- **EXTRACT PROVIDED**:
Choke Points

Everyone talks about choke points. The Strait of Hormuz was always there and occasionally mentioned as a theoretical issue–until we blundered into it. Now people talk about choke points, but still as something around the edges. Hormuz affects others but not so much us.

However choke points aren’t just geographic. Rare earths were and still remain choke points that the Chinese can use any time they want something from us. Even the military can’t function without them. The Chinese figured out those choke points and prepared, while we just trusted our future–a cautionary tale. But that’s just the beginning.

Let’s go back to a chart from our piece on trade:

🏆 Top 10 U.S. Companies by Market Capitalization (2026 estimates)

  1. NVIDIA Corporation – approx. $4.5 trillion (currently world’s largest)
  2. Apple Inc. – ~$4.0 trillion
  3. Alphabet Inc. – ~$3.8 trillion
  4. Microsoft Corporation – ~$3.6 trillion
  5. Amazon.com, Inc. – ~$2.5 trillion
  6. Meta Platforms, Inc. – ~$1.4 trillion
  7. Broadcom Inc. – ~$1.7 trillion
  8. Tesla, Inc. – ~$1.3 trillion
  9. Berkshire Hathaway Inc. – ~$1.0 trillion
  10. JPMorgan Chase & Co. – ~$0.6–0.7 trillion (approximate, rounding into the top decade range)

- **RECORDED INFORMATION**:
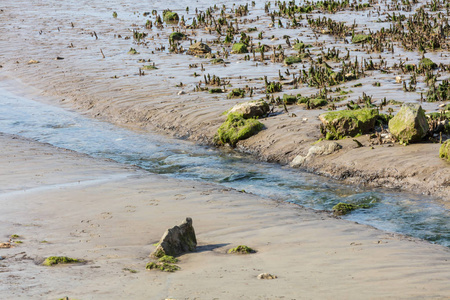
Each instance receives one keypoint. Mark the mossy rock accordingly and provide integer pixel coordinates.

- **REQUEST 1**:
In the essay on choke points, which company heads the list of top U.S. companies by market capitalization?
- **REQUEST 2**:
Write the next part of the essay on choke points, picking up from the point where it ends.

- **TASK OUTPUT 1**:
NVIDIA Corporation, at approximately $4.5 trillion.

- **TASK OUTPUT 2**:
As noted, the top two companies are 100% dependent on hardware from TSMC in Taiwan. The companies do the design work, and TSMC builds it. For Nvidia that’s everything. For Apple there is some manufacturing in the US, but not the more advanced, product-defining chips. So the two most valuable companies in the US can do nothing without Taiwan. And again that’s just the beginning. It also says that the entire AI infrastructure on which we are basing the future of the country and for which we are investing inconceivable sums of money is close to 100% dependent on hardware from Taiwan. Those Nvidia cards from Taiwan are our supposed key advantage to win the AI race with China!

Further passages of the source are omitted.